**SET TASK 1:**
Please pull out every line of the listing below that contains the string "green".

**SELECTED PASSAGE:**
'''

It is only when you consider Ethics that you are moved to think about the legitimacy of it all. In utilitarian terms, the fact that the top 40% owns 10x what the bottom 60% does (in 1980 it was 6x) is just wrong. Rawls' theory of justice is crushed into the ground when you learn that U.S. social mobility is so low that 42% of kids born in the bottom quintile don't escape that quintile when they grow up, and that only 8% of those in the bottom grow to be part of the first quintile. While in Scandinavian countries, 74% of kids in the bottom quintile escape the bottom a generation later, with 13% of them leapfrogging to the top. You don't think in ethical terms (utilitarian or Rawlsian) when a lion dismembers a zebra for lunch. Instances of evolutionary fitness assertion are somehow exempt from our judgment. But no matter your political proclivities, we do find unethical that a hyper-smart Goldman Sachs investment banker sold a CDO made of crappy mortgages to a not-sufficiently-hyper-smart pension fund manager to assert economic fitness. Somehow, we care about the not-sufficiently-hyper-smart fund manager here because we evolved to feel empathy for others. We expect a modicum of goodwill and honorability.

'''

**RECORDS PROVIDED:**

'''

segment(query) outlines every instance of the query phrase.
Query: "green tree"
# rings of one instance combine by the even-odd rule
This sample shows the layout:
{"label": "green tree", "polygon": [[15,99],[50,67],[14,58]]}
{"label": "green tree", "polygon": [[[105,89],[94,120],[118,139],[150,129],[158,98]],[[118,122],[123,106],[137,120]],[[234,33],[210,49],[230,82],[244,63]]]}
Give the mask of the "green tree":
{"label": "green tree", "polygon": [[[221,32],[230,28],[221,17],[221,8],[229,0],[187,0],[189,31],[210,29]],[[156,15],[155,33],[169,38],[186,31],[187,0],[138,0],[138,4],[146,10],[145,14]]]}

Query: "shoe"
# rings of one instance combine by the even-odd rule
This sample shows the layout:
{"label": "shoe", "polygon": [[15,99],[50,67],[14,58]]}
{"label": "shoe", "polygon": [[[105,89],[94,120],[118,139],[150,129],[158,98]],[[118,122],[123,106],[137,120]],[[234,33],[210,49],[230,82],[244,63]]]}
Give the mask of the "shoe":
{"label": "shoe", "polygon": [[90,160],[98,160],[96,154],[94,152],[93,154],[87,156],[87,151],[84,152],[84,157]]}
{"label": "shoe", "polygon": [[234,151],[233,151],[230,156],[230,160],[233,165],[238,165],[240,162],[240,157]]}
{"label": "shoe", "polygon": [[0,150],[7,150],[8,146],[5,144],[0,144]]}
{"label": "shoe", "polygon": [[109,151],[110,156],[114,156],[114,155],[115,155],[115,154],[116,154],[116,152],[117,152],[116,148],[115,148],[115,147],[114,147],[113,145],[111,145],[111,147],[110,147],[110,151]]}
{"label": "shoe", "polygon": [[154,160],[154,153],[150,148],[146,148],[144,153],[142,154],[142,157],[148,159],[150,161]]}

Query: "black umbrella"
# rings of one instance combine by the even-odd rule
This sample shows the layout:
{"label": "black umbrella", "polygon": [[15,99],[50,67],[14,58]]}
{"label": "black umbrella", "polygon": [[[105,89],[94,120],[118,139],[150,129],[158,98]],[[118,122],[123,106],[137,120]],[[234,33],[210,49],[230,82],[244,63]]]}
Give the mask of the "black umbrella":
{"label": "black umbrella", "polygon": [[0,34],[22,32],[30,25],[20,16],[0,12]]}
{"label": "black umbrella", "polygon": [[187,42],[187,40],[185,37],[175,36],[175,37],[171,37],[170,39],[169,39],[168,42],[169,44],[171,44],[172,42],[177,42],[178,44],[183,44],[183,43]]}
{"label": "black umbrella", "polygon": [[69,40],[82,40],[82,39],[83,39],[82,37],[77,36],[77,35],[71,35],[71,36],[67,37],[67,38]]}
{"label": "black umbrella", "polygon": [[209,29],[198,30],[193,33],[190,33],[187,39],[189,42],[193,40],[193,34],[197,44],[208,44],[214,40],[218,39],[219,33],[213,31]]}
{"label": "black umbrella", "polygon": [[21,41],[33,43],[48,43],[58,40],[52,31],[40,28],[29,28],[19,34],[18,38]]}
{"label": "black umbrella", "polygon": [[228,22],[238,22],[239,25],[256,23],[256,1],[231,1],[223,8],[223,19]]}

'''

**SET TASK 2:**
According to the passage on ethics and inequality above, what percentage of kids born in the bottom quintile in Scandinavian countries escape the bottom a generation later?

**CORRECT ANSWER 1:**
Query: "green tree"
{"label": "green tree", "polygon": [[15,99],[50,67],[14,58]]}
{"label": "green tree", "polygon": [[[105,89],[94,120],[118,139],[150,129],[158,98]],[[118,122],[123,106],[137,120]],[[234,33],[210,49],[230,82],[244,63]]]}
Give the mask of the "green tree":
{"label": "green tree", "polygon": [[[221,32],[230,28],[221,17],[221,8],[229,0],[187,0],[189,31],[210,29]],[[156,15],[155,33],[169,38],[186,31],[187,0],[138,0],[138,4],[146,10],[145,14]]]}

**CORRECT ANSWER 2:**
74%